Turning to the claim under § 1 of the Sherman Act, we find no occasion for recapitulating at length the learning on the use of summary judgment in antitrust cases expressed in such leading decisions as Poller v. C.B.S., 368 U.S. 464, 467-73, 82 S. Ct. 486, 7 L. Ed. 2d 458 (1962), on the one hand, and First National Bank of Arizona v. Cities Service Co., 391 U.S. 253, 289-90, 88 S. Ct. 1575, 20 L. Ed. 2d 569 (1968), on the other.*fn7 Still a few preliminary observations may be in order. The defendants stress that this is not a case where summary judgment was granted on affidavits alone. The parties engaged in extensive discovery including a number of depositions, although, as will appear, there was at least one question of credibility on a point of some importance. However, there is still the point that the body having the ultimate power to draw inferences, in this instance a jury, did not see and hear the witnesses. Summary judgment for the defendants can be sustained in such a case if but only if the reviewing court is satisfied that a properly instructed jury, giving full weight to plaintiff's evidence, drawing every reasonable inference in its favor,*fn8 and subjecting defendants' evidence to a critical eye,*fn9 could not rationally have found that plaintiff was entitled to any relief.

#### [EXERCISE TASK 1]
In two sentences, summarize the passage on summary judgment for the Sherman Act § 1 claim.
#### [EXERCISE TASK 2]
Continue the summary judgment passage on the Sherman Act § 1 claim from its last sentence.
The records have no connection to the summary judgment passage.

#### [RECORD LIST]
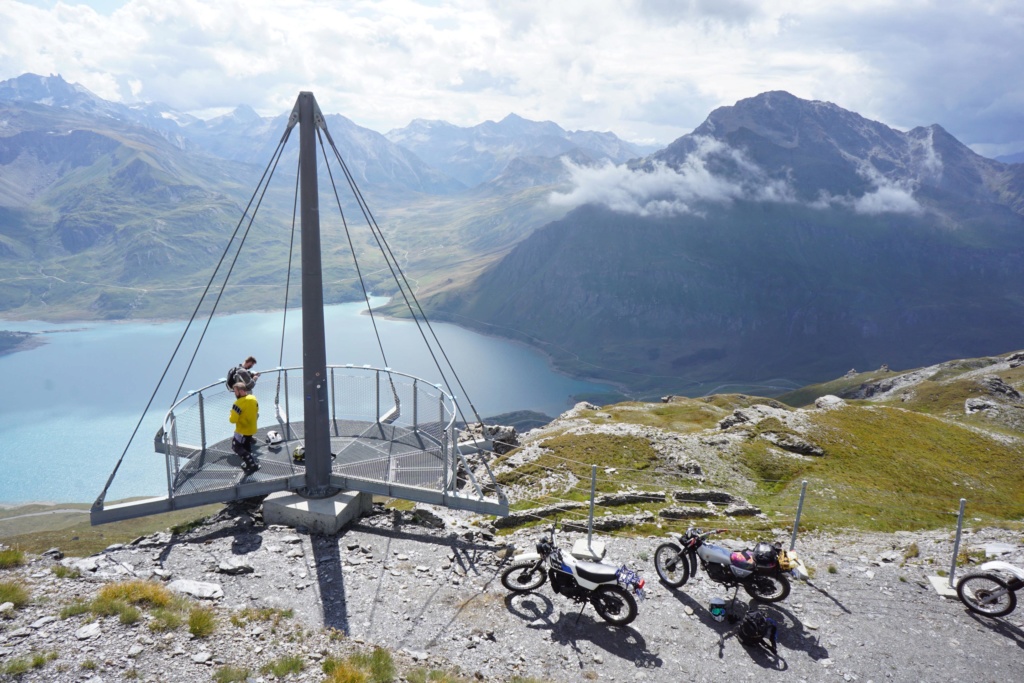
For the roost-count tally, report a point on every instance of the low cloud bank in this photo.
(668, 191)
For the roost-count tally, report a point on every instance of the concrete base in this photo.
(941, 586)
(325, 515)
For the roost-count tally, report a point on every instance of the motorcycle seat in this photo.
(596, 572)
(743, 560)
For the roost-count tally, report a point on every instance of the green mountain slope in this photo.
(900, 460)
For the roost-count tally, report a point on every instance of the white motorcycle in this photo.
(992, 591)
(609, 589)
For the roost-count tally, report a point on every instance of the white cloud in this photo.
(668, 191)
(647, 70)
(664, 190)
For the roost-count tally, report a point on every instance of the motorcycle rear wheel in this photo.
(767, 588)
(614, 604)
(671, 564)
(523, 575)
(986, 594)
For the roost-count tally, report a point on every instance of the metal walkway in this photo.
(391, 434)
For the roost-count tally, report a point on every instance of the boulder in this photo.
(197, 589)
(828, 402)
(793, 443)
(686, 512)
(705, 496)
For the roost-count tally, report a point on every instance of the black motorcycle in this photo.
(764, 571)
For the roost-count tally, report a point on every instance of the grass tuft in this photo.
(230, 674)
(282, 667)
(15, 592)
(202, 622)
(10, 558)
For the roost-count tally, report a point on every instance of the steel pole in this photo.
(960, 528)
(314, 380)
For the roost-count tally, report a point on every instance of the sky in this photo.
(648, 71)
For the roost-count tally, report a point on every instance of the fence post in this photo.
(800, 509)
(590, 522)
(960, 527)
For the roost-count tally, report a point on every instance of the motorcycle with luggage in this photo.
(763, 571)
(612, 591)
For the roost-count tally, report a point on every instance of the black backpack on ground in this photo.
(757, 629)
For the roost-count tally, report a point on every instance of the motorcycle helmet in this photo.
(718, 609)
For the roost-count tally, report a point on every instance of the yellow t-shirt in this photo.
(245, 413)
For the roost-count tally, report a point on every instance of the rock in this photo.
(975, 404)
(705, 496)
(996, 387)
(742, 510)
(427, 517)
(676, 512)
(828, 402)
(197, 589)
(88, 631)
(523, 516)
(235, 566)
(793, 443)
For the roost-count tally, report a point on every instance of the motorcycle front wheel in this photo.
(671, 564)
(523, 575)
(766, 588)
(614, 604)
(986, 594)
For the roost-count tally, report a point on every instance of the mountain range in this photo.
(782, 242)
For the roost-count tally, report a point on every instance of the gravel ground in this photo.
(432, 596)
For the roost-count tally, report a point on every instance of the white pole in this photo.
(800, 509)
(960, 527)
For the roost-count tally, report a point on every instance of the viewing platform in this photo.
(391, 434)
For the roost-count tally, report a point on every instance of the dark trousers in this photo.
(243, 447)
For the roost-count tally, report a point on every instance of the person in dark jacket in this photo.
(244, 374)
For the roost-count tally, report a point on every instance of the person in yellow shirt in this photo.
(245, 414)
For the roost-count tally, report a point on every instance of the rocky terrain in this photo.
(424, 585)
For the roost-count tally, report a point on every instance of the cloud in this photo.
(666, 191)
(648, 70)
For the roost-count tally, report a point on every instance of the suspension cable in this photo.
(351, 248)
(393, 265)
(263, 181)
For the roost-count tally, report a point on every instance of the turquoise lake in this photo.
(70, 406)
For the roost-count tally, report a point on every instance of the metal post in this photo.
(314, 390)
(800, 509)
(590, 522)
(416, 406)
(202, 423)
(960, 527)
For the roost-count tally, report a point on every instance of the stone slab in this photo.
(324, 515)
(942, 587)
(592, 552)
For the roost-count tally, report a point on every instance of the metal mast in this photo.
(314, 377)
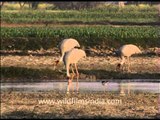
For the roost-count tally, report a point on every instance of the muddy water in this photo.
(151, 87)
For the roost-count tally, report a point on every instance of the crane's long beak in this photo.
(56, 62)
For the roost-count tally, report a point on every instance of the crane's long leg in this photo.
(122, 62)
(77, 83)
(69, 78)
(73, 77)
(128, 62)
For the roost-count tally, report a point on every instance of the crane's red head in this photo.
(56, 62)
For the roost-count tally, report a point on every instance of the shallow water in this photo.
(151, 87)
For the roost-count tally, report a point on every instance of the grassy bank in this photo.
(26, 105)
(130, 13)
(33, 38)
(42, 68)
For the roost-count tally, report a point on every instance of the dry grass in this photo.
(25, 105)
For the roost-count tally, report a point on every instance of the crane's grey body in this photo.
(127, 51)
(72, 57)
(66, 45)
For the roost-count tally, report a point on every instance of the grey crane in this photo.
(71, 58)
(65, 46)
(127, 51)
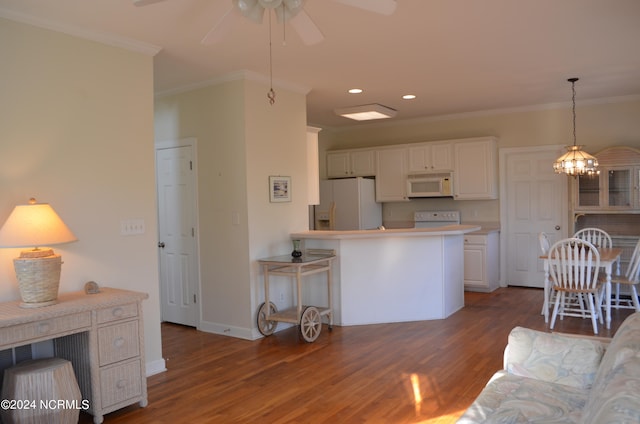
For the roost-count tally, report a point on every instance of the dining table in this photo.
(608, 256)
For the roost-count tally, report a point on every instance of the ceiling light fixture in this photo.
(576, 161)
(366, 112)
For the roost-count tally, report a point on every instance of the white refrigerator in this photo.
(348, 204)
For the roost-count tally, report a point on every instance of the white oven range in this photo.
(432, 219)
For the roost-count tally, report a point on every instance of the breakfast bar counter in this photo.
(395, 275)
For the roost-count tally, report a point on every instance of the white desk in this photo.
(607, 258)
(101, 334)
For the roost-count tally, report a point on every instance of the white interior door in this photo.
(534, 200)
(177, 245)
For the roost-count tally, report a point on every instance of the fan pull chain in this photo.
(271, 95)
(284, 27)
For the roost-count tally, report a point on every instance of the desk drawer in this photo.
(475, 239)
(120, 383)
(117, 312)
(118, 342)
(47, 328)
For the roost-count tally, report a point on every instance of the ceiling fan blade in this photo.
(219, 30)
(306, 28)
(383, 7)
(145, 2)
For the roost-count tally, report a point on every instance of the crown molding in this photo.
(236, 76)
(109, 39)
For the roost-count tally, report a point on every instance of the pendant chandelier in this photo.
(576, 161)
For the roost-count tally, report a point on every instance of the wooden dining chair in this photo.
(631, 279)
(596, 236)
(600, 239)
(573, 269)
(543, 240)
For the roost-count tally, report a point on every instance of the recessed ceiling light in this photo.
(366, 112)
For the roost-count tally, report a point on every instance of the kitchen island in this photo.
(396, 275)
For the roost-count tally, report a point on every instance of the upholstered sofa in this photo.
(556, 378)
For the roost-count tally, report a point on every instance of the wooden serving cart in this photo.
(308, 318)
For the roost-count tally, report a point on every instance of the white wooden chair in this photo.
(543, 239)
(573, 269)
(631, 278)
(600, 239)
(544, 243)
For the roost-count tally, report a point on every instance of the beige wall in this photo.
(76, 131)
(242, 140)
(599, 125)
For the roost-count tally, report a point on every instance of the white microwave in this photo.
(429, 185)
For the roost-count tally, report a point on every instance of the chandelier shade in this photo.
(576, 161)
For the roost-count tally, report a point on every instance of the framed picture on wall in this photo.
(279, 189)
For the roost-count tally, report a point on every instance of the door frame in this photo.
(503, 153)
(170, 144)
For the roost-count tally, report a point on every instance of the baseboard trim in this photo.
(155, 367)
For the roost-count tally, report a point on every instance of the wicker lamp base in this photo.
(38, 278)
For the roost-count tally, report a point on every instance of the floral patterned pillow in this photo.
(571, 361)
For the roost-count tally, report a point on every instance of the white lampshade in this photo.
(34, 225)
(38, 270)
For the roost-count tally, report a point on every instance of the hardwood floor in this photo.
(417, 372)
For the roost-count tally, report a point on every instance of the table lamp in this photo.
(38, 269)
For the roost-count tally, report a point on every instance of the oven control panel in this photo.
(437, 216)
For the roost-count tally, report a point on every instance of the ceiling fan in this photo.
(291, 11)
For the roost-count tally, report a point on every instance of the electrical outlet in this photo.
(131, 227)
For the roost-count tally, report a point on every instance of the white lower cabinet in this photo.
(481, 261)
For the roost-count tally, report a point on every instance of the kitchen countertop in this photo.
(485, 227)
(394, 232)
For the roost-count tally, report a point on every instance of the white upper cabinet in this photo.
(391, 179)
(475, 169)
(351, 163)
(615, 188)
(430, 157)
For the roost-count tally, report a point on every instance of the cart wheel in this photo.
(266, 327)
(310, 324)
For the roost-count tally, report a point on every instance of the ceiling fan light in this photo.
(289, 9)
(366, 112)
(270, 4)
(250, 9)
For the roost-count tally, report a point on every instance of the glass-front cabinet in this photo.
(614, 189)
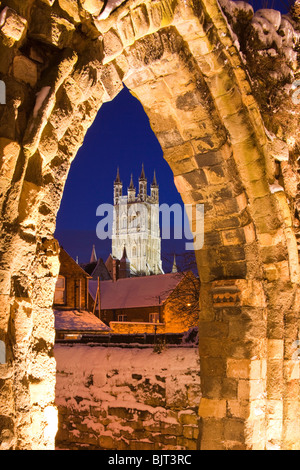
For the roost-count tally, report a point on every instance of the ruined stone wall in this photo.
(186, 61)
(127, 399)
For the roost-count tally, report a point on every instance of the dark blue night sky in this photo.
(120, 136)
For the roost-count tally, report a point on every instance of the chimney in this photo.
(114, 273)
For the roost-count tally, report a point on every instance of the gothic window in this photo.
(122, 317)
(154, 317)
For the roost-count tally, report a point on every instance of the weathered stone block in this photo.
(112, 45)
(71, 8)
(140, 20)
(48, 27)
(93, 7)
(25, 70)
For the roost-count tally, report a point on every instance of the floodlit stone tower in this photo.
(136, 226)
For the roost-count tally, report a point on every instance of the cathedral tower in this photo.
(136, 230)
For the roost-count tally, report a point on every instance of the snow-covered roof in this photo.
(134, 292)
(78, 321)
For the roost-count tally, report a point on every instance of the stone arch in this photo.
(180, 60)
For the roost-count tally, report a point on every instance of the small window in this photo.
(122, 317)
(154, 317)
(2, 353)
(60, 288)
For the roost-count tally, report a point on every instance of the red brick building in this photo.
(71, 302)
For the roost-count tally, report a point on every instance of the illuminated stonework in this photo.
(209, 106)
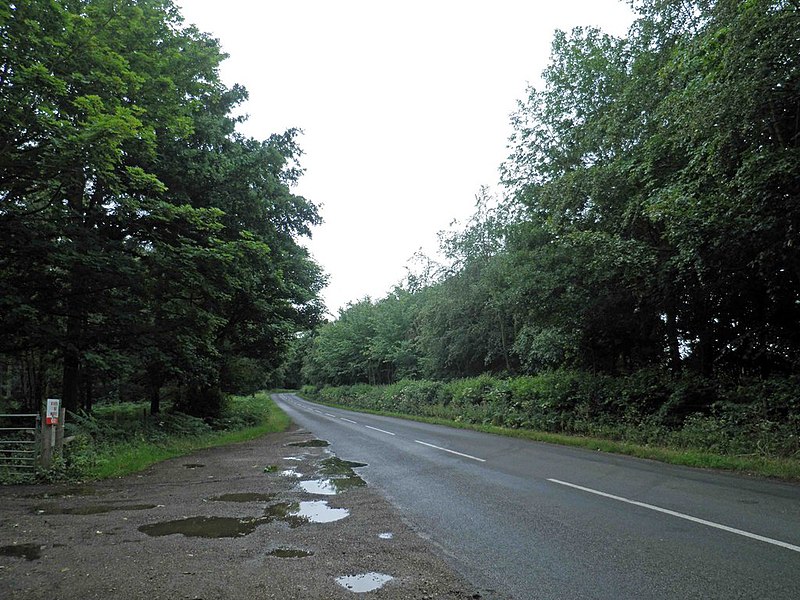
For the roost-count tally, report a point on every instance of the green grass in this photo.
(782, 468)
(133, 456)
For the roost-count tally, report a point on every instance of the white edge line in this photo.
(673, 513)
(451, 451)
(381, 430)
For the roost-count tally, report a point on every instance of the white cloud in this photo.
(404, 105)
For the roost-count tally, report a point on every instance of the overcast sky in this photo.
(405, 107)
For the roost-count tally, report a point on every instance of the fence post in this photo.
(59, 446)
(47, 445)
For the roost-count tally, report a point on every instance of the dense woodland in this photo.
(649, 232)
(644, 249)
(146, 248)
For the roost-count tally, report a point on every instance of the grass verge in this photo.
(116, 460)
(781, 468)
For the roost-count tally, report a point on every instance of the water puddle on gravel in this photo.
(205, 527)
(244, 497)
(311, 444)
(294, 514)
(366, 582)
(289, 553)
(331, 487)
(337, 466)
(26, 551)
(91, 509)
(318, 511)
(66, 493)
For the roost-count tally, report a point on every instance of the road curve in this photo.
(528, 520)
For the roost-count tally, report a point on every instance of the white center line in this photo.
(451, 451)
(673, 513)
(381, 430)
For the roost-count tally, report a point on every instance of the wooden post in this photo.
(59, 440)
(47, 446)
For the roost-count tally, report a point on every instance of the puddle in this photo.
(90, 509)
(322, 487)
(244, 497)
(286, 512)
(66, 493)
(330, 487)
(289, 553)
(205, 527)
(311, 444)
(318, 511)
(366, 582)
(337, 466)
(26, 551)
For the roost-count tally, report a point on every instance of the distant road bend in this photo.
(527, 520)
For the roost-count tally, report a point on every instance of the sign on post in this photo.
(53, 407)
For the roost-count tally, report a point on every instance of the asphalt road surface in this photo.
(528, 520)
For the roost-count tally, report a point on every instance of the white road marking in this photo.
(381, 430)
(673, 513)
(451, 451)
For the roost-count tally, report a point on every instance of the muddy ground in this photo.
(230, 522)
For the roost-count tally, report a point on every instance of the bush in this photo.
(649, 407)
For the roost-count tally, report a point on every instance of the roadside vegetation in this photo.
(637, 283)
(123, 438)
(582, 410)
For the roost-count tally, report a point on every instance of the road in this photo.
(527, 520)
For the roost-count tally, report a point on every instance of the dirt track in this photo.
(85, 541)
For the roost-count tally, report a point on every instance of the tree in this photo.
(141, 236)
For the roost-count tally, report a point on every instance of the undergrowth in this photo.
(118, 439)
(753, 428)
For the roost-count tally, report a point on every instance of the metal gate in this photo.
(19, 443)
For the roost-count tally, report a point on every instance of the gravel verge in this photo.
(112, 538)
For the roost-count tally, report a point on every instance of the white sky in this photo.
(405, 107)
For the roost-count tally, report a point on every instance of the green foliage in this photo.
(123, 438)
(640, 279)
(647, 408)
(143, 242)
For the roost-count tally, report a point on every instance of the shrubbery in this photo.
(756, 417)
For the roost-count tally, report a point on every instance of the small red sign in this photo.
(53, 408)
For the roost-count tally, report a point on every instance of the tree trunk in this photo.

#### [WRITTEN RESPONSE 1]
The court sees no need to restate at length the law on summary judgment in antitrust cases, but offers a few preliminary observations on the § 1 claim. Although the parties engaged in extensive discovery, the jury never saw or heard the witnesses, so summary judgment for the defendants stands only if a properly instructed jury, giving full weight to the plaintiff's evidence and drawing every reasonable inference in its favor, could not rationally have found the plaintiff entitled to any relief.

#### [WRITTEN RESPONSE 2]
Since defendants submitted evidence contradicting Ambook's allegations, it was incumbent upon Ambook to provide some evidentiary support for its complaint, Fed.R.Civ.Pro. 56(e); First National Bank of Arizona v. Cities Service Co., supra, 391 U.S. at 289, 88 S. Ct. 1575, although this evidence did not have to be such as would require resolution of the substantive issues in Ambook's favor. Recognizing this, Ambook has not merely relied on its allegations but has submitted evidence.*fn10 The question is of its quality. As put in Cities Service, did plaintiff's case remain devoid "of Any significant probative evidence tending to support the complaint"? 391 U.S. at 290, 88 S. Ct. at 1593 (emphasis supplied).

Defendants' primary contention is that Ambook's evidence would not permit the finding of a "contract, combination in the form of trust or otherwise, or conspiracy, in restraint of trade" during the period from June 1, 1968 to June 1, 1972. There was an abundant showing that one had existed earlier. The record is replete with evidence that a prime objective of the 4As, organized in 1917, with JWT and a predecessor of BBD&O as members, was to perpetuate a dual price system. Advertisers dealing directly with the media would be charged a full card rate, whereas in the case of those employing recognized agencies, the latter would receive a 15% Deduction no more, no less none of which was rebated to the advertiser.*fn11 Advertisers were thus economically forced to utilize agencies, who would receive and retain 15% Of the card rate as reimbursement for the services they performed; to the extent that the advertiser could have performed these services for less, the conspiracy increased his cost of advertising by the difference.*fn12 The only exception was that a few large advertisers apparently had sufficient muscle that they were allowed to have "in house" agencies, who were treated in the same way as the independents.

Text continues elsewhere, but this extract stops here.